Look through the entries for the string "below" and copy every line where it shows up.

Data entries
'''

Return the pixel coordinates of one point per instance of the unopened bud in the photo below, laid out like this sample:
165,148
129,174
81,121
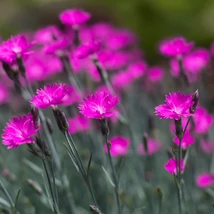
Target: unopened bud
195,99
61,120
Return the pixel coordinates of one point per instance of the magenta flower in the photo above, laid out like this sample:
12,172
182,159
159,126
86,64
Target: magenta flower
196,61
153,145
50,96
155,74
13,48
203,120
88,49
176,106
207,146
78,124
205,180
98,105
74,17
175,47
172,165
187,140
119,146
20,130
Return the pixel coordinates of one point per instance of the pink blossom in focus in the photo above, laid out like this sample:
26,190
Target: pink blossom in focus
98,105
88,49
20,130
74,17
154,146
196,61
187,140
13,48
175,47
51,95
155,74
176,106
205,180
119,146
172,165
78,124
137,69
203,120
207,146
119,39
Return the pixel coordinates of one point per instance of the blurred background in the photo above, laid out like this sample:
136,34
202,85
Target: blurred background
152,20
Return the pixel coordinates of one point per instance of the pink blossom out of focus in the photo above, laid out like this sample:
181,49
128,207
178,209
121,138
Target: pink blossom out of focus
207,146
20,130
98,105
50,96
119,146
153,145
74,17
176,106
13,48
187,140
175,47
205,180
78,124
172,165
203,120
88,49
155,74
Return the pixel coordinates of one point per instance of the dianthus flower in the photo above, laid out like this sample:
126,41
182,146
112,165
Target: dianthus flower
88,49
187,140
13,48
172,165
176,106
175,47
78,124
205,180
119,146
207,146
74,17
155,74
153,147
203,120
98,105
51,95
20,130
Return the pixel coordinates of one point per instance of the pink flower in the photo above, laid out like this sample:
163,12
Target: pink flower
172,166
155,74
13,48
203,120
187,140
119,39
137,69
153,147
74,17
205,180
175,47
78,124
177,106
51,95
207,146
88,49
196,61
119,146
20,130
98,105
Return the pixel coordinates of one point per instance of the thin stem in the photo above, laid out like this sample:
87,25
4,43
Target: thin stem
116,182
55,207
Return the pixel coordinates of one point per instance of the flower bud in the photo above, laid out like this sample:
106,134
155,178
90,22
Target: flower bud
61,120
195,99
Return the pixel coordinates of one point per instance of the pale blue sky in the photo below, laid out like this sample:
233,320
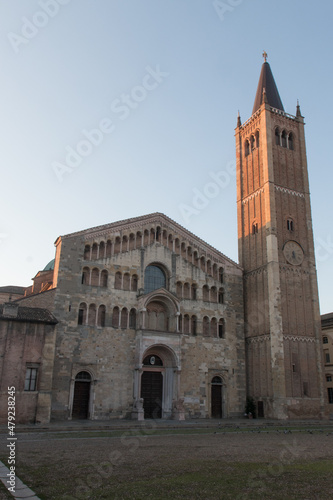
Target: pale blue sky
72,72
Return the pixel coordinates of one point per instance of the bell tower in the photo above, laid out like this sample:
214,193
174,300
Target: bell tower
276,251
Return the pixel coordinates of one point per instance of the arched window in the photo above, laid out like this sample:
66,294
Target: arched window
126,281
102,250
193,325
213,327
221,329
181,323
157,316
108,249
290,225
92,315
154,278
213,294
132,241
124,318
291,141
138,242
205,326
101,316
247,148
186,324
94,251
205,293
170,242
179,289
118,280
152,360
85,276
86,254
284,139
82,317
104,278
124,246
134,283
215,272
257,139
117,245
186,290
115,317
132,318
254,227
95,277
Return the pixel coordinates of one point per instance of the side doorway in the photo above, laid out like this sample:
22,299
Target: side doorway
216,397
81,397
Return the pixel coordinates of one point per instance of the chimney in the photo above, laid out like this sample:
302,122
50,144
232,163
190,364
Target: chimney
10,310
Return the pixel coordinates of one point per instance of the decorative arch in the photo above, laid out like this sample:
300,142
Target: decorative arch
157,385
156,277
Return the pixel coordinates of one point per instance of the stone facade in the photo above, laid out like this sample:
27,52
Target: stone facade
27,348
327,342
112,316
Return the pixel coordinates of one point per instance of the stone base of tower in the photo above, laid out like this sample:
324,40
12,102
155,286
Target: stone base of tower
290,408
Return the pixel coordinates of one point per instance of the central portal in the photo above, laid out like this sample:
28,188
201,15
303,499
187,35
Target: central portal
152,392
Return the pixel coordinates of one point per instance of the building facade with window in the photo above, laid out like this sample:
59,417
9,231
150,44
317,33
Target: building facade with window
150,324
27,349
327,343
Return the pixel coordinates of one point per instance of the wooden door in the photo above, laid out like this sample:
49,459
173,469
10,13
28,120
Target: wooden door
81,399
151,392
216,401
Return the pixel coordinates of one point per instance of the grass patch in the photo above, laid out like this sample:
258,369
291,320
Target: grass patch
190,479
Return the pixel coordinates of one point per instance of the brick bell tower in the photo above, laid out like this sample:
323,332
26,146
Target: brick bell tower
276,251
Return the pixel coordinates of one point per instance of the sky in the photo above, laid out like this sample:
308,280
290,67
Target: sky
112,109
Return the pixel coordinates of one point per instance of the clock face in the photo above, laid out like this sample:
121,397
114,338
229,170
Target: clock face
293,253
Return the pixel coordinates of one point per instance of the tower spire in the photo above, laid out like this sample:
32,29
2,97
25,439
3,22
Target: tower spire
267,82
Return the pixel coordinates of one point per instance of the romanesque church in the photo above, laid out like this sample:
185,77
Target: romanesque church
142,319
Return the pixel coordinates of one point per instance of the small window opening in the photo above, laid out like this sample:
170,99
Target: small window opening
290,225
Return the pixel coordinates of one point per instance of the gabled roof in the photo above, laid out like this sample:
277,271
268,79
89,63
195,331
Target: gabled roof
28,314
19,290
154,218
267,82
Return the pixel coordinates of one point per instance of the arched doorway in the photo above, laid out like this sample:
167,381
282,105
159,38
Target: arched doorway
216,397
81,395
152,386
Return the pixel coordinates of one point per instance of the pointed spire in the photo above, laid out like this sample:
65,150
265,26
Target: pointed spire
264,96
267,82
239,121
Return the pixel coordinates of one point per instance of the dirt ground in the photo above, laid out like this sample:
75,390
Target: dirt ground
84,465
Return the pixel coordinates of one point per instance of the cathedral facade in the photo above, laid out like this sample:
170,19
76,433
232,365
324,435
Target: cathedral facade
150,321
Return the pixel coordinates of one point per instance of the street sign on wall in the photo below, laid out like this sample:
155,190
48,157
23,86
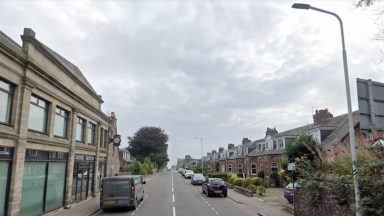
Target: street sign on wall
371,105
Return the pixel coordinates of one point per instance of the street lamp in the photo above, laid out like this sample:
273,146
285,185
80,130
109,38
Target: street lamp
202,154
350,115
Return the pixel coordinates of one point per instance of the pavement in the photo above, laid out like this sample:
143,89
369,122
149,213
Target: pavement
169,194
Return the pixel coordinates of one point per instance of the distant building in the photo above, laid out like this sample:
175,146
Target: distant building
125,159
54,138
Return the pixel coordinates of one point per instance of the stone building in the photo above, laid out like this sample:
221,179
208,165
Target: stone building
54,137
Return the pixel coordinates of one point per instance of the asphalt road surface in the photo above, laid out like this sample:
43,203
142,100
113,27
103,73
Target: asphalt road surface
169,194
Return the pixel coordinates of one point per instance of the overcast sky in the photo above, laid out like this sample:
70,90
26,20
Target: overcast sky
221,70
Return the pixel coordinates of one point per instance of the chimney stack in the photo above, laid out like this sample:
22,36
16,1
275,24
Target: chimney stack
271,131
321,116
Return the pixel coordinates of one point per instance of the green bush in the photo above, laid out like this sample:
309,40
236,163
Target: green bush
261,190
223,176
252,188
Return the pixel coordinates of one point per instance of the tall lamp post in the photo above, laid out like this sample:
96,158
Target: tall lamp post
202,154
350,115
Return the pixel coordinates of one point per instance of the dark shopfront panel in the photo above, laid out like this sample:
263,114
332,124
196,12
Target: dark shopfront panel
43,182
83,170
5,172
102,169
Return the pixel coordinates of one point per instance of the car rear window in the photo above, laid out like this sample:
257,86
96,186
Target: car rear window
216,181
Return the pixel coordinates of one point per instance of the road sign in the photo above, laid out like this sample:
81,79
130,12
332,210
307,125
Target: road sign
291,166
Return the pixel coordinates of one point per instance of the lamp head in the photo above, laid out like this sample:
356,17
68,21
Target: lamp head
301,6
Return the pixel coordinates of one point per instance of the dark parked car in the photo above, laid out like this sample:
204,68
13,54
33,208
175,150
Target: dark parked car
288,191
121,191
214,186
197,179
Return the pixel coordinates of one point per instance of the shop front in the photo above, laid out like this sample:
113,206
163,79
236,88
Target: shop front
5,171
43,182
102,170
82,186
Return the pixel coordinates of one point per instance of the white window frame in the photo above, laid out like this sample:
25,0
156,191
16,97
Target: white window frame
253,173
229,167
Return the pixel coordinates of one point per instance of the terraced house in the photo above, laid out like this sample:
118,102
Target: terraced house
54,137
263,157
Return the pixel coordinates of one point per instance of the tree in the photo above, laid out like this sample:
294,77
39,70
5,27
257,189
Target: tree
150,142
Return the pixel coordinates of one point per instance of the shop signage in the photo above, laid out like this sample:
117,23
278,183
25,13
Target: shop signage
116,140
81,157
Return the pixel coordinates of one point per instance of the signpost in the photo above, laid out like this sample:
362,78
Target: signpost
291,167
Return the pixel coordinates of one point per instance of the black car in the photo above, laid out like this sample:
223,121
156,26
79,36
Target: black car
197,179
214,186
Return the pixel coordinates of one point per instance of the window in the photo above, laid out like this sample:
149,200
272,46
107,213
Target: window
245,151
229,167
101,143
274,167
33,152
91,133
253,169
38,115
6,97
61,123
80,123
240,168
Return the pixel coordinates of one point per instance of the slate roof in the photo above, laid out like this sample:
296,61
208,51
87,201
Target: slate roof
341,130
69,66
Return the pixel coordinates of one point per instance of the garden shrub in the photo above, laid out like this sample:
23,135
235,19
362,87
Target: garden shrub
261,190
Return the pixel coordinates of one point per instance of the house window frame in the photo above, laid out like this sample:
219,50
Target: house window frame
229,167
46,112
91,130
253,169
65,114
11,95
240,167
80,122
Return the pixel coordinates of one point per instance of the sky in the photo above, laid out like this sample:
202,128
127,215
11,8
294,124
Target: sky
220,70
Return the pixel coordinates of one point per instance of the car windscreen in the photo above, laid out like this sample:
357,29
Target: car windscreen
216,181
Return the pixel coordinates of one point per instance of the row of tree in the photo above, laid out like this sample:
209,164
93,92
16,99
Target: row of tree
149,143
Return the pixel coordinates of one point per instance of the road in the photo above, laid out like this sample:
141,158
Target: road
169,194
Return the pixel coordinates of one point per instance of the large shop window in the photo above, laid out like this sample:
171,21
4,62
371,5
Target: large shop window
38,115
5,169
80,124
43,182
82,184
61,122
91,133
6,97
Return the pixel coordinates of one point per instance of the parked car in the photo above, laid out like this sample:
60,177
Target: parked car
197,179
181,170
214,186
188,174
122,191
288,191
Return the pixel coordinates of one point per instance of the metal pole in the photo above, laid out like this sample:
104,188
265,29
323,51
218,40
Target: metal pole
202,156
352,139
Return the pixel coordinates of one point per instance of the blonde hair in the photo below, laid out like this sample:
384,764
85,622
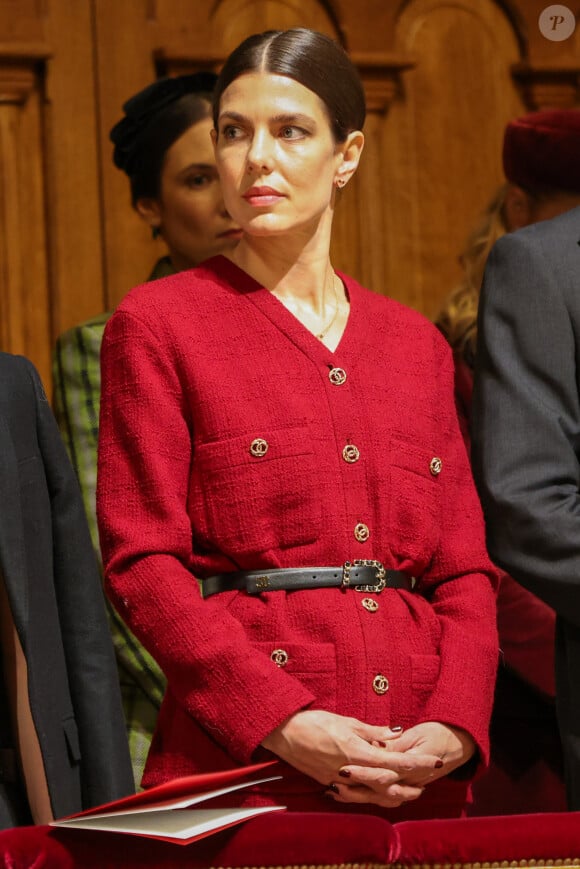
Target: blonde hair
457,319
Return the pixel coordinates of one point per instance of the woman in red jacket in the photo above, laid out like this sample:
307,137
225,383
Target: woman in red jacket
287,438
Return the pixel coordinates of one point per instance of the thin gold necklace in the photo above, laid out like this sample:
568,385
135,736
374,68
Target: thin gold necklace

'''

* Solved problem:
Return the pixel coordinates of one point per instance of the unopened bud in the photo below, laid out like this sample:
Return the pixel coordinates of one point per instance of the pale blue sky in the photo below, laid out like this sample:
Return the pixel coordinates of one point per instance of the street sign on wall in the photo below, laid out like this sample:
Return the pixel coordinates of one point per instance of the blonde hair in the photo below, laid out like this sample:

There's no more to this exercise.